Over my career I’ve dabbled in various forms of testing, both on the backend and front-end. I’ve tried various frameworks and experimented with different approaches, types of tests, and philosophies. From unit tests to Gherkin behaviour tests to E2E tests with Selenium in the good ol’ days, I’ve seen a lot.

And yet despite all this, I don’t consider myself good at testing because I can be very lazy, and I tend to get discouraged quickly when writing tests becomes too hard. I don’t do TDD as much as I should nor do I care about things like code coverage or testing every edge case.

I’m a very optimistic kinda gal and often get satisfied with purely testing the happy path or ensuring things just broadly work. All of these are consequences of successes and hardships encountered in my journey, to the point where I know I should write this or that kind of tests, but never do because past experiences taught me that doing these things right was hard.

My opinion on testing, unit tests, integration tests and end-to-end-tests.

Eventually my opinions crystallised to the following (maybe incorrect) statements:

Unit tests are easy to write because they purely care about input and output. But they are very often insufficient when it comes to testing web applications and things that aren’t libraries because an application is much more than the sum of its pure functions.

Integration tests are already much better when it comes to testing full systems, and, with modern tools, they’re often relatively easy to write (like in a Laravel application). But they often omit part of the story, or mock it, and at the end of the day they can miss problems just as crucial as the ones unit tests can miss. This wildly depends on how close to reality your integration tests are, how much you stub out to ease writing them. Other than unit tests, they’re the type of tests I’ve probably written the most in recent years.

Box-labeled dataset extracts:
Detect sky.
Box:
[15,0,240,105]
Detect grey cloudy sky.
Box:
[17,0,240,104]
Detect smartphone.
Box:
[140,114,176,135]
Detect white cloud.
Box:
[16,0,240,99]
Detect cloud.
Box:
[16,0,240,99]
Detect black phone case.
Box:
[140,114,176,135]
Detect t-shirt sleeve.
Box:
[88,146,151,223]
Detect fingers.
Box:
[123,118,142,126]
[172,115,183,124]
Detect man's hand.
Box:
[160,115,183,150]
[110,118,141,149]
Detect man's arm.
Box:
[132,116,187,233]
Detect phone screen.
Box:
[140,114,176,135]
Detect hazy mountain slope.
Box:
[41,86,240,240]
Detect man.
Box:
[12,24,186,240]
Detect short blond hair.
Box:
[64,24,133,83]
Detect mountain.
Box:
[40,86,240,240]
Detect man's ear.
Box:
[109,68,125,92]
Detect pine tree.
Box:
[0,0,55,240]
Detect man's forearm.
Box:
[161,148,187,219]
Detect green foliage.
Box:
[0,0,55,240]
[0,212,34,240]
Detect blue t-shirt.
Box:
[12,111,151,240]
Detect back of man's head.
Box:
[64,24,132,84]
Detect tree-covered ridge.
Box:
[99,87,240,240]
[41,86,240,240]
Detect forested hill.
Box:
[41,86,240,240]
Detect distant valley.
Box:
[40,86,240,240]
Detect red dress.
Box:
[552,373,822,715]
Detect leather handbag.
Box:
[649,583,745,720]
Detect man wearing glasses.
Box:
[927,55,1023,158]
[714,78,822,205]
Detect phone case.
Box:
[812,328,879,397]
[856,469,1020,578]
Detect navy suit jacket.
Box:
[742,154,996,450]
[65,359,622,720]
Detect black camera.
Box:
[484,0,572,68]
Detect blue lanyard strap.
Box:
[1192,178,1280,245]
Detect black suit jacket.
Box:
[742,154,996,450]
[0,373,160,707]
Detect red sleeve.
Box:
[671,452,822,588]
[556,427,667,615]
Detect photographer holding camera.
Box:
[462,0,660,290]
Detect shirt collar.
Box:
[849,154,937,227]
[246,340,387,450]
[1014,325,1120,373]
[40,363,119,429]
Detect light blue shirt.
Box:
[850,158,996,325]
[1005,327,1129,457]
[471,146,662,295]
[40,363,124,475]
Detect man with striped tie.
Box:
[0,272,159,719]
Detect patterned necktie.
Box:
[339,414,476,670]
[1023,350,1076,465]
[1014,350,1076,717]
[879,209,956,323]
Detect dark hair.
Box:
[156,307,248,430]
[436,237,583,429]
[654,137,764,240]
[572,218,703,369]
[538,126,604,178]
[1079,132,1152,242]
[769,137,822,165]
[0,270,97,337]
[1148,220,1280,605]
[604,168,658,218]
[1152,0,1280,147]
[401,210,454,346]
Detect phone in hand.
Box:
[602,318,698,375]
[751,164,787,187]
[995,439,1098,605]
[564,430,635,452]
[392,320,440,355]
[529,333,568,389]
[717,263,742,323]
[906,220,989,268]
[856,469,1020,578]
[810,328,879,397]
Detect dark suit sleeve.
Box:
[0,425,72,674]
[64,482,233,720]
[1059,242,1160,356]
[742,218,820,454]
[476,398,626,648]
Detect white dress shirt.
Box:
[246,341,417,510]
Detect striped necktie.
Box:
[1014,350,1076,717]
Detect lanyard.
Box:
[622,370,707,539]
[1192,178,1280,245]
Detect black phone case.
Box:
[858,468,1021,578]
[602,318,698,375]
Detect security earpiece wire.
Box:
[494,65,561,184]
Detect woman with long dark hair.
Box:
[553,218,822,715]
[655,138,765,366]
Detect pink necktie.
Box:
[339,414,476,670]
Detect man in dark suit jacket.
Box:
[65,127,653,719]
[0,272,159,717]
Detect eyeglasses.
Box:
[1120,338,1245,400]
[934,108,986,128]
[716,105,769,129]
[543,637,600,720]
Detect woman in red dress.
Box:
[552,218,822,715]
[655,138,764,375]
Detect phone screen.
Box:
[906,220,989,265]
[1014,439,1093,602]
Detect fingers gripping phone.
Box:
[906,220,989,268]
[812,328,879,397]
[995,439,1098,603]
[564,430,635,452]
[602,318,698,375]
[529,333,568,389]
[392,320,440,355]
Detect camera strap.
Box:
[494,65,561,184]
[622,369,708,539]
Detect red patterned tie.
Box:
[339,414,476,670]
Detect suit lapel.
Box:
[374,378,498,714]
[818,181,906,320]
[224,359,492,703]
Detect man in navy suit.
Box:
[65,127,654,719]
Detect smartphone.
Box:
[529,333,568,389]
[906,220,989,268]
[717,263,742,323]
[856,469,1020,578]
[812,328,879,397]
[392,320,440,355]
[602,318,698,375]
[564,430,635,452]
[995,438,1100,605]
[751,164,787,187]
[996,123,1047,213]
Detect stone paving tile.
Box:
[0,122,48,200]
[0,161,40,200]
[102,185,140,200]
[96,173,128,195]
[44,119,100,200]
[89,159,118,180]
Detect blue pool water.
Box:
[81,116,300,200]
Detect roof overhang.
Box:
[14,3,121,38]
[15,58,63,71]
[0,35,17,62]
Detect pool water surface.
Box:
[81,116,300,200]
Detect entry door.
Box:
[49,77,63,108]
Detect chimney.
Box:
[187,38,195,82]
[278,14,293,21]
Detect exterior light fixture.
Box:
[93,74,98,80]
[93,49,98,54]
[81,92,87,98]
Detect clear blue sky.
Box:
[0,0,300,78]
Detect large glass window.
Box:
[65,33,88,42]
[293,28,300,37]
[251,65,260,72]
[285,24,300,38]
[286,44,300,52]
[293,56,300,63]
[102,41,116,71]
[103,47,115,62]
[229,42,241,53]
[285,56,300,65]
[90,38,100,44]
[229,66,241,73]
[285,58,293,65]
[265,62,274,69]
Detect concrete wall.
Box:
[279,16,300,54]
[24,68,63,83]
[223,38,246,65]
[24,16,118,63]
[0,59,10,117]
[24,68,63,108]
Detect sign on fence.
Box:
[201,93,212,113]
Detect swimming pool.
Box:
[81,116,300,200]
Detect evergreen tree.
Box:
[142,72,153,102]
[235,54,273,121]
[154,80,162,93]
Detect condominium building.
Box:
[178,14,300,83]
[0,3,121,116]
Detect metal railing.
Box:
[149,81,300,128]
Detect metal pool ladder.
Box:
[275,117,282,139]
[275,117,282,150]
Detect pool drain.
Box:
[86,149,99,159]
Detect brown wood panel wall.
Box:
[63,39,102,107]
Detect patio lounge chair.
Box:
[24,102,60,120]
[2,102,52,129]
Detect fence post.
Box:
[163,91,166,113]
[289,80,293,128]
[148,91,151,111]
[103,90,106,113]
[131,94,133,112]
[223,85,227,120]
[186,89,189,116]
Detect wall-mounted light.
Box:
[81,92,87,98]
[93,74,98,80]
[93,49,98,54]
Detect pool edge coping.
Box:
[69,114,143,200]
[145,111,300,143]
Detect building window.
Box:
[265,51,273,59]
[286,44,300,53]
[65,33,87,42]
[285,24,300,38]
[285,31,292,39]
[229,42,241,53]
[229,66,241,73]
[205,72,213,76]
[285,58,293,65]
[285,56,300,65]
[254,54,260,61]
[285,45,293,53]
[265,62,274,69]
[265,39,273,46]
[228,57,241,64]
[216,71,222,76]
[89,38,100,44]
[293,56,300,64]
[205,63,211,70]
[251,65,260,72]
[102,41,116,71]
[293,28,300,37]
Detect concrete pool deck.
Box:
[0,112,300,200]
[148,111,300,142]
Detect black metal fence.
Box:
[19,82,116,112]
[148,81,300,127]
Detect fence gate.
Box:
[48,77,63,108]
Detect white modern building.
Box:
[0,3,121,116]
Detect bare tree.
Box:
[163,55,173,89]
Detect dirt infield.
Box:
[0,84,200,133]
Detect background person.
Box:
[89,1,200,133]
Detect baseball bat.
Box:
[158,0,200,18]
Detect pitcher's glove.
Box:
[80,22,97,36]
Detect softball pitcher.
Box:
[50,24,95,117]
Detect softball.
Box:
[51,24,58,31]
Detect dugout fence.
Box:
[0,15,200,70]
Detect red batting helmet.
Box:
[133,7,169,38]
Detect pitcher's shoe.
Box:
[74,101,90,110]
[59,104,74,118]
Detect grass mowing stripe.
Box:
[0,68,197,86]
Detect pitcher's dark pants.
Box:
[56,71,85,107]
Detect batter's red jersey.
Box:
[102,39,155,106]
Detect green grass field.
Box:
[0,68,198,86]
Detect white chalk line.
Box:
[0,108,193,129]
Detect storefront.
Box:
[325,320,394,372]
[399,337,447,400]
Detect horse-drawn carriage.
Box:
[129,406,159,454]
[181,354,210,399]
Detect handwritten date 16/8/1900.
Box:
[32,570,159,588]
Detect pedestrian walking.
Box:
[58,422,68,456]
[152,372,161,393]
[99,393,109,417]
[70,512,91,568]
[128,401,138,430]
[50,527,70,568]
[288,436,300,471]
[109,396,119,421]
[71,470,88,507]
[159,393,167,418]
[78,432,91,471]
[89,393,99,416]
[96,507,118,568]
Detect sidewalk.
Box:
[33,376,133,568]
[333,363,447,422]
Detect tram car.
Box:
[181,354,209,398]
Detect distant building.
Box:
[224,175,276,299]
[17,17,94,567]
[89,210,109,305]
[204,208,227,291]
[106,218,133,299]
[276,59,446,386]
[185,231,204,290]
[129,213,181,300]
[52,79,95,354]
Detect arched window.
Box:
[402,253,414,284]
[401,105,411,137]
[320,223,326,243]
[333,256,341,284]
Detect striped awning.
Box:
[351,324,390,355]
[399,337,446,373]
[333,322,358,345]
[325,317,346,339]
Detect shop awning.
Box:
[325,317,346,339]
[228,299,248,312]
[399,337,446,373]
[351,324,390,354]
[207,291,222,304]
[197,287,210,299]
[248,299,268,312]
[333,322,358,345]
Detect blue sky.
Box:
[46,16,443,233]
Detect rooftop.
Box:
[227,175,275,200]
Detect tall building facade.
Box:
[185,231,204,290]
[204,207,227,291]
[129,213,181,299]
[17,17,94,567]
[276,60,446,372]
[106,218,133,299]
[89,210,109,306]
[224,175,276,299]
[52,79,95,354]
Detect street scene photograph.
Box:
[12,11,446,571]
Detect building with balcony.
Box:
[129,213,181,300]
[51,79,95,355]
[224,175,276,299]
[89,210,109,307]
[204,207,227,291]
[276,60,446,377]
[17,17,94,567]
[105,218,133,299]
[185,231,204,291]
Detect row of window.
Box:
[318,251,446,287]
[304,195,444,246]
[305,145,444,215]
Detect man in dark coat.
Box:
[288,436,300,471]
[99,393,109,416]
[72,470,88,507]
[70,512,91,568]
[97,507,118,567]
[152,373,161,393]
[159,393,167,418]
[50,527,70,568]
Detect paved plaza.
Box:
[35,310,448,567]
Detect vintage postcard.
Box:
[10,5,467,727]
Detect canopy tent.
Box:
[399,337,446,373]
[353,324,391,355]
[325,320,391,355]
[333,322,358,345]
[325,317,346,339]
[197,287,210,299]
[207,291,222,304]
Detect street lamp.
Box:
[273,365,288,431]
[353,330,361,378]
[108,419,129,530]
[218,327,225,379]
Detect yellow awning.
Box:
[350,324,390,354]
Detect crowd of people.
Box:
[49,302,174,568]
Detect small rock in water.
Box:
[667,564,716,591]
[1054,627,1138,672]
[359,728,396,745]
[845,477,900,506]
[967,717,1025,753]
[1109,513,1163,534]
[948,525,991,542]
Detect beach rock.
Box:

### Objectives
[a] In the post on testing, swap "optimistic" for "hopeful" and give the passage from "I’m a very optimistic" up to and including "right was hard.".
[b] Carry on the post about testing from its final sentence.

### Per-task answers
[a]
I’m a very hopeful kinda gal and often get satisfied with purely testing the happy path or ensuring things just broadly work. All of these are consequences of successes and hardships encountered in my journey, to the point where I know I should write this or that kind of tests, but never do because past experiences taught me that doing these things right was hard.

[b]
Full end-to-end tests are the holy grail of testing for me because they ensure your application actually works in what — at the end of the day — matters: they ensure your users can use your application and its features properly without encountering issues. They’re not to be used exclusively of course, but if I were to get my pick, they’re the kind of tests I would write most, because they’re also the ones least prone to breakage and refactors, and the ones most honest about what you want to test and the results you want to achieve.

And yet… they’re also the kind of tests I’ve written the least in my career, because every time I’ve attempted them in the past, I hit walls and walls of technical hurdles and implementation limitations. Because replicating an actual user interacting with an actual app comes with such a unique set of challenges, it took years and years for us to collectively get it right and user friendly. So I’ve always pushed it off to the next day, and the next, convinced that, were I to try again, I would hit the same barriers, the same browser bugs, the same CI setup issues, and so on.

Now don’t get me wrong, we’re still not fully there yet, things still are a bit like that here and there. But they’re also miles ahead of what I thought was the current state of things.

Tutorial on how to use Cypress

Should you use Cypress for testing your applications?

I jumped into Cypress after hearing so much praise about it, and I was very much convinced I would struggle like back in the days of Selenium. But then something happened: not only did I not struggle but things were intuitive and easy to set up. The library was good. The tooling around it was good. Things worked “just like that” and I didn’t hit limitation after limitation. And I felt more stupid than ever before because I realised I had procrastinated jumping back into end-to-end tests for years in fear of a terrible experience that was long gone.

What Cypress got right

Instead of simply listing all the features and bells and whistles of the tool, I’m just going to go over what it got right, in the form of a few pain points I’ve had to deal with over the years.

Setting up an E2E library is hard

This was one of my first struggles with E2E libraries. Before we had Puppeteer and headless browsers and all that fancy stuff, it used to be incredibly hard to actually get a browser to run tests in. As such, setting up a library was often a bit of a dependency hell, and even when things started to smoothen with prebuilt PhantomJS binaries and such, I still regularly hit issues.

Cypress on the other hand, is always just one install command away. You run yarn add cypress and you’re good to go. It comes with everything you will need; it doesn’t require special images with this or that OS dependency present; and so on. You install it and it just works. This was the first thing that surprised me.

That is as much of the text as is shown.